_Recorded data_:
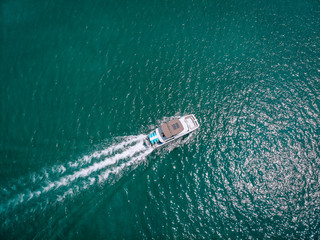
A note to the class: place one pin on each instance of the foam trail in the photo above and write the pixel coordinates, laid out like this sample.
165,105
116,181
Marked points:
130,149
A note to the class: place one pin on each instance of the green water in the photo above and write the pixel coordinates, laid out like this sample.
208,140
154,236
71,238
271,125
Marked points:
82,82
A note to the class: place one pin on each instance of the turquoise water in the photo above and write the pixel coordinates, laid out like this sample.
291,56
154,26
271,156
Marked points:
82,82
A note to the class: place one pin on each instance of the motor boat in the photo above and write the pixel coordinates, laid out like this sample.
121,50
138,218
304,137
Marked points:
171,131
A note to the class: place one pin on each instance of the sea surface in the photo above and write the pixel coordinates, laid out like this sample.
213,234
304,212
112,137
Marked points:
83,82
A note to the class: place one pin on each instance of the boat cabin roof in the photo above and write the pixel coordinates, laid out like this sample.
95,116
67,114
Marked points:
172,128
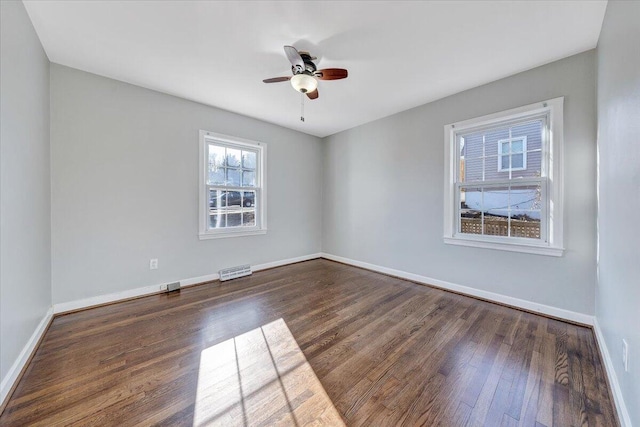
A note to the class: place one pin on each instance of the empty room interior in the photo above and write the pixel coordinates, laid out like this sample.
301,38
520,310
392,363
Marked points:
361,213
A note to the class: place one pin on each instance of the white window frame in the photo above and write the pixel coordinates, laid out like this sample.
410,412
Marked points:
510,153
551,224
261,186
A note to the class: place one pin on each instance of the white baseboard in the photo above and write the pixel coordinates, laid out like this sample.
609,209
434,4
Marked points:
623,414
14,372
548,310
154,289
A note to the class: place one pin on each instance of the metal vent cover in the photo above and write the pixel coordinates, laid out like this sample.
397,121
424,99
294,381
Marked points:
235,272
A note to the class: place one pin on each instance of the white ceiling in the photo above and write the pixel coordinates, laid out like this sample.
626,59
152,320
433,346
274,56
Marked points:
399,54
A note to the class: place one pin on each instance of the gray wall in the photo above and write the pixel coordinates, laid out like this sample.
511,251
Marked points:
383,191
618,289
25,197
125,188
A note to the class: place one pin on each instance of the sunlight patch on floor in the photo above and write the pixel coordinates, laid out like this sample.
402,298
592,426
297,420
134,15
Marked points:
260,378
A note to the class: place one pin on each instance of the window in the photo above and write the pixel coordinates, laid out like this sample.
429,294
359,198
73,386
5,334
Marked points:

_Task description_: Copy all the records above line for line, without the pictures.

_Written reply_:
A note to the class: place one pin on each instance of the foam trail in the photo above and write the pixel coordinates, laid out like this sample.
165,105
116,181
Marked points:
130,149
A note to the class: place one pin on each instance of the green water in the photo above and write the pixel coordinates, laid out like this sample.
208,140
154,236
71,238
271,125
Marked points:
82,82
A note to the class: place one pin on each instance of the turquoise water in the photo above and write the pixel coordinates, laid out like this sample.
291,56
154,26
271,156
Marked points:
82,82
A note to the class: place one pin on each instance of the motor boat in the photo above and write the pixel coordinates, laid out like this sample.
121,50
138,218
304,137
Marked points:
171,131
A note to the class: place one pin on each instance of the sea surface in the photo above and write the pixel coordinates, laid out like this sample.
213,234
304,212
112,137
Marked points:
83,82
A note to the class: place one pin on each instance of the boat cabin roof in the photo above and write the pixel coordinates, laid out like this sample.
95,116
67,114
Marked points:
172,128
A note to the class: place one pin on each instance of the empty room interior in the photo above and write the pixel coordinates, laid out like this sample.
301,38
520,310
392,363
Marked points:
361,213
A note to the class: place one pin on each instance of the white window frame in the photo above and write the pixel coordinates, laid out like this sample.
410,412
Marked points:
510,153
551,224
261,186
A note to the class: place one pin on each instance of the white baseboard in the photo above and write the pixel coordinates, laid out like this sample.
609,209
434,4
Marked points:
623,414
14,372
548,310
154,289
A note to the class: place one pin on each instance of the metal vent cover in the photo above and write the pixel coordinates, laid out like this sample.
397,121
424,99
294,381
Marked points:
235,272
A note to the class: place one pin on each instance of the white ceiling in the photo above and write the pixel coordinates, laid out like this sample.
626,59
152,320
433,346
274,56
Marked points:
399,54
A note to the class: place one pin on each instance of the gray wall in the photo above and write the pixel coordinates, laid out like this sample.
511,251
Marked points:
383,191
618,289
25,197
125,188
A note to the class: place one pin on each instance of the sunlight patch on floor in the photo above and write the pixel coordinates, laid out like this sample.
402,298
592,426
297,420
134,15
Marked points:
260,378
A note to the class: place one pin on each instance of the window in the photo above and write the pixel coordinates, laid out like this sample.
429,294
359,198
73,386
5,334
Marked points:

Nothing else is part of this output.